-- Opening Marker --

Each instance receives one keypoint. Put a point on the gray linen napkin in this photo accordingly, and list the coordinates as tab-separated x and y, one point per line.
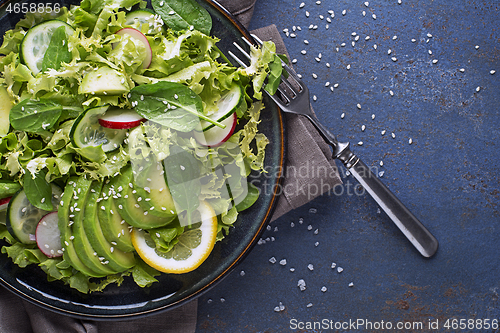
309	172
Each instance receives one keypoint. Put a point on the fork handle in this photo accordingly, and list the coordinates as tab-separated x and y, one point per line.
411	227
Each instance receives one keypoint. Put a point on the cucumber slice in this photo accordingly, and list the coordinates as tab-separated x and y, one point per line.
86	131
227	105
36	41
23	217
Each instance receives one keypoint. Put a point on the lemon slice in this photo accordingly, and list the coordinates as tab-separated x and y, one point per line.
193	247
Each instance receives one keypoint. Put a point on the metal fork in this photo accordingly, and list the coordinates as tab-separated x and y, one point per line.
293	97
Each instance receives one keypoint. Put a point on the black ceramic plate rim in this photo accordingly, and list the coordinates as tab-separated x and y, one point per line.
230	18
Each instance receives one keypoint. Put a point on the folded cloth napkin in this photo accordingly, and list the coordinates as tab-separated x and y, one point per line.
310	171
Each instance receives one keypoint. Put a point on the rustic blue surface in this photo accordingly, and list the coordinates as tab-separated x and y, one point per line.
448	176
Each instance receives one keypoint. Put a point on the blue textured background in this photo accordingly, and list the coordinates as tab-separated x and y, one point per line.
448	176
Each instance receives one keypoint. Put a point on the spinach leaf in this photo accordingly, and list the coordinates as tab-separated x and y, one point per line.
182	174
57	51
170	104
182	14
35	116
38	191
8	188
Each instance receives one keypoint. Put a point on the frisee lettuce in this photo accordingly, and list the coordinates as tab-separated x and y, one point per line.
38	149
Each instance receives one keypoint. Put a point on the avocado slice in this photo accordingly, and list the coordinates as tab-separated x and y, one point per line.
114	228
86	252
114	258
104	81
69	254
155	196
130	210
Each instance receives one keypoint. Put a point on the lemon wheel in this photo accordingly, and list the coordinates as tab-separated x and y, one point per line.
193	247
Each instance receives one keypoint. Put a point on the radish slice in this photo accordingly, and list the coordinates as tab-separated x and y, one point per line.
134	33
216	136
120	119
48	236
4	203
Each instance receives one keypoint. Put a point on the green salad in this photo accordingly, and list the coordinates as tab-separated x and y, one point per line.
126	140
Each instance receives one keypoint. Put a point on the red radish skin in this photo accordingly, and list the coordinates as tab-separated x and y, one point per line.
48	236
216	136
120	119
4	203
134	33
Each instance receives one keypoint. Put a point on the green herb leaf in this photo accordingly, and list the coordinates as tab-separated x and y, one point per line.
38	191
182	174
251	197
57	52
182	14
167	103
35	116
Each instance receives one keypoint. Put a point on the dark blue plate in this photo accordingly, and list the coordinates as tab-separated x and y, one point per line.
129	300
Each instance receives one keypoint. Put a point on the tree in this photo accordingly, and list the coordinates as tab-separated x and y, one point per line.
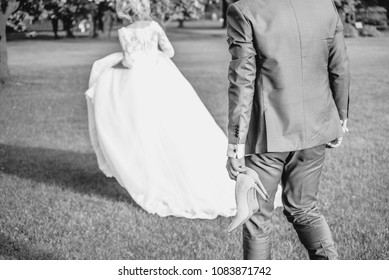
7	7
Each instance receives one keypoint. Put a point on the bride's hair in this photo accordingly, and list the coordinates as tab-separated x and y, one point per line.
133	10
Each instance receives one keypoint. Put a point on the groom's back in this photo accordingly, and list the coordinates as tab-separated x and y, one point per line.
293	99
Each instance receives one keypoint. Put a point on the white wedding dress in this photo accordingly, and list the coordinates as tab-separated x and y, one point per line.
150	130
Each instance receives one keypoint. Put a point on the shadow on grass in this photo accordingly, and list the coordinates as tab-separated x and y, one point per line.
11	249
66	169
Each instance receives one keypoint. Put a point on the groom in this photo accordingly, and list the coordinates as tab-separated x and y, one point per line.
288	101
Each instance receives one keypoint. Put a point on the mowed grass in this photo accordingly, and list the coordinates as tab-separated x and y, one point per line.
55	203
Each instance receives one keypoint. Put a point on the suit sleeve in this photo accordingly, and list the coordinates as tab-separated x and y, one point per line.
241	76
339	72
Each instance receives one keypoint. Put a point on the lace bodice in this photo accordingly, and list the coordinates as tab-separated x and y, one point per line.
148	39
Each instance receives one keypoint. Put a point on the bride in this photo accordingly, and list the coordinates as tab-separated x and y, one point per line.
150	130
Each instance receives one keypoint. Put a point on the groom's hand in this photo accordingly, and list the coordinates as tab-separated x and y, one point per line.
235	166
338	141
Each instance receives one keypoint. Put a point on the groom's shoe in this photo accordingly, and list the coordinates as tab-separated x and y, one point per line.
246	189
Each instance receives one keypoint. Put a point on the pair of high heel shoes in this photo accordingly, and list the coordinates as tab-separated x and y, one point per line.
247	187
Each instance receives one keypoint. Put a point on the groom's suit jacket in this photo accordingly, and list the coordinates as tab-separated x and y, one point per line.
289	75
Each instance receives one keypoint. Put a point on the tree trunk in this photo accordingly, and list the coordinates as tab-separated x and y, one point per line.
225	5
54	23
5	11
4	70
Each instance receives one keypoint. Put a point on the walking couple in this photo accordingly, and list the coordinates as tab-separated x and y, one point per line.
288	102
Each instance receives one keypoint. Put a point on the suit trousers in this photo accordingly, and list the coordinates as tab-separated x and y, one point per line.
299	172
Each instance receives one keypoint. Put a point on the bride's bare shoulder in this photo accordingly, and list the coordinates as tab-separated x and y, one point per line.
140	24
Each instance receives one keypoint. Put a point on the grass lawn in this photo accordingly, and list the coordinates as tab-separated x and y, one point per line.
55	203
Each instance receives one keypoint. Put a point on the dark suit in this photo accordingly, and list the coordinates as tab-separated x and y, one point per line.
289	89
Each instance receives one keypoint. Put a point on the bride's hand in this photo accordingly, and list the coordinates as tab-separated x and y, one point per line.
235	166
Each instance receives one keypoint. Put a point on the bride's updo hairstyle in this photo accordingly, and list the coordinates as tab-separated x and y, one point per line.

-- Closing Marker --

▶ [Your instructions] The entries are to be transcribed word for word, without their images.

▶ [Task solution]
Each instance receives one keypoint. Put a point on the gray linen napkin in this photo accordingly, and list the coordinates as tab-separated x and y, one point per line.
309	172
Each instance receives one keypoint. Put a point on the fork handle in this photo accordingly, and list the coordinates as tab-separated x and y, one point per line.
411	227
Each instance receives one keypoint. Put a point on the cucumber slice in this photo accordingly, and list the coordinates as tab-separated x and y, one point per line.
86	131
227	105
36	41
23	217
Each instance receives one keypoint. Put a point on the lemon slice in this photo accordingly, and list the coordinates as tab-separated x and y, one point per line.
193	247
Each instance receives one keypoint. Put a point on the metal fork in this photo accordingly, and list the coordinates as tab-separated x and y, one point per line.
293	97
Each instance receives one keypoint. Put a point on the black ceramic plate rim in this photo accordingly, and list the coordinates as tab-separated x and y, one point per line.
230	18
Each instance receives one keypoint. Put a point on the folded cloth napkin in this photo accordingly, and list the coordinates as tab-separated x and y, one point per line.
310	171
Each instance receives one keypoint. Put a point on the rustic blue surface in this photo accordingly, and list the coordinates as tab-separated x and y, one point per line.
448	176
Each instance receives one keypoint. Put a point on the blue textured background in this photo accordingly, and list the coordinates as tab-separated x and y, one point per line.
448	176
Each instance receives one keypoint. Put a point on the spinach leaf in this photo accordingly, and list the coordinates as tab-separated x and y, one point per line.
182	174
57	51
170	104
182	14
35	116
38	191
8	188
Each instance receives one keypoint. Put a point on the frisee lettuce in this photo accordingly, and list the coordinates as tab-separated x and y, one point per line.
38	149
Each instance receives one keypoint. Put a point on the avocado slice in this photo accordingly, and list the coordinates as tab-separated x and y, one point per line.
114	228
86	252
114	258
104	81
69	254
155	196
130	210
Each instance receives one keypoint. Put a point on the lemon wheel in this photo accordingly, and list the coordinates as tab-separated x and y, one point per line.
193	247
Each instance receives one keypoint. Put a point on the radish slice in this photo accordingly, and list the coordinates as tab-separated x and y, one point per line.
134	33
216	136
120	119
48	236
4	203
Each instance receives one keypoint. Put a point on the green salad in this photo accordingly, and list the coordinates as tab-separated x and y, one point per line.
126	140
Each instance receives one keypoint. Put a point on the red radish skin in this photo accordingly, and list the coordinates as tab-separated x and y, one point per line.
48	236
216	136
120	119
4	203
134	33
Each instance receives one keypoint. Put a point on the green herb leaf in this photo accordingly, and list the coordinates as tab-separated x and y, one point per line.
38	191
182	174
251	197
57	52
182	14
167	103
35	116
Each instance receives one keypoint. Put a point on the dark blue plate in this photo accordingly, and list the coordinates as tab-separated x and y, one point per line.
129	300
Each instance receives one keypoint. Put a point on the tree in this photo accordingly, and list the coordinates as tab-separated x and y, one point per line.
7	7
Each instance receives one keypoint. Put a point on the bride's hair in this photo accordingly, and list the coordinates as tab-separated x and y, one point per line.
133	10
Each instance receives one keypoint. Put a point on the groom's back in this photo accordingly, and list the coordinates as tab-separated x and y, one point per line.
293	99
Each instance receives one keypoint. Put a point on the white wedding dress in this photo accordingly, and list the coordinates as tab-separated x and y, one point per line.
150	130
Each instance receives one keypoint. Put a point on the shadow on grass in this photo accordingly, and list the coordinates as tab-separated x and y, one point per line.
11	249
66	169
Each instance receives one keypoint. Put a point on the groom in this photo accordingly, and list the coordinates as tab-separated x and y, one point per line.
288	101
Each instance receives one keypoint. Put a point on the mowed grass in this photo accordingly, and list the coordinates as tab-separated x and y, one point per line.
55	203
Each instance receives one keypoint. Put a point on the suit sleeve in this photo accordingly, and list the coordinates as tab-separated x and y, one point per line.
241	76
339	72
Each instance receives one keypoint. Put a point on the lace bodice in this photo accordingly, and list the coordinates as tab-separated x and y, one point per line.
148	39
Each instance receives one keypoint. Put a point on the bride in this photo accordingly, and list the coordinates as tab-separated x and y, one point per line.
150	130
Each instance receives one keypoint. Put a point on the groom's hand in this photo accordingly, and list the coordinates as tab-separated x and y, one point per line.
235	166
338	141
Each instance receives one keypoint. Put a point on the groom's shoe in this photo accordingly, and list the coordinates as tab-separated x and y, one point per line.
246	189
Each instance receives one keypoint. Put a point on the pair of high heel shoes in this photo accordingly, and list the coordinates as tab-separated x and y, one point per line.
247	187
Each instance receives one keypoint. Put a point on the groom's suit jacket in this photo accordingly, and list the coordinates as tab-separated x and y, one point per line.
289	75
Each instance receives one keypoint. Put a point on the tree trunk in this photo accordingly, and list the coordinates as tab-separated x and y, one point per line.
225	5
54	23
5	11
4	70
Each instance receives one keypoint. Put a point on the walking couple in this photo accordingly, and list the coordinates as tab-separated x and y, one point per line.
288	102
Each instance receives one keypoint. Put a point on the suit trousers in this photo accordingly, and list the coordinates as tab-separated x and y, one point per line.
299	172
Each instance receives one keypoint. Put a point on the bride's bare shoulder in this photo accordingly, and list the coordinates as tab-separated x and y, one point per line.
140	24
Each instance receives one keypoint. Put a point on the grass lawn in this photo accordingly, and list the coordinates as tab-separated x and y, one point per line.
55	203
Each instance receives one keypoint. Put a point on the dark suit in this photo accordingly, and list the coordinates as tab-separated x and y, one point per line.
289	89
Each instance receives one keypoint. Put a point on the bride's hand in this photo accordingly, and list the coordinates as tab-separated x and y, one point per line.
235	166
Each instance receives one keypoint. Put a point on the bride's updo hairstyle in this photo accordingly, and list the coordinates as tab-separated x and y, one point per line.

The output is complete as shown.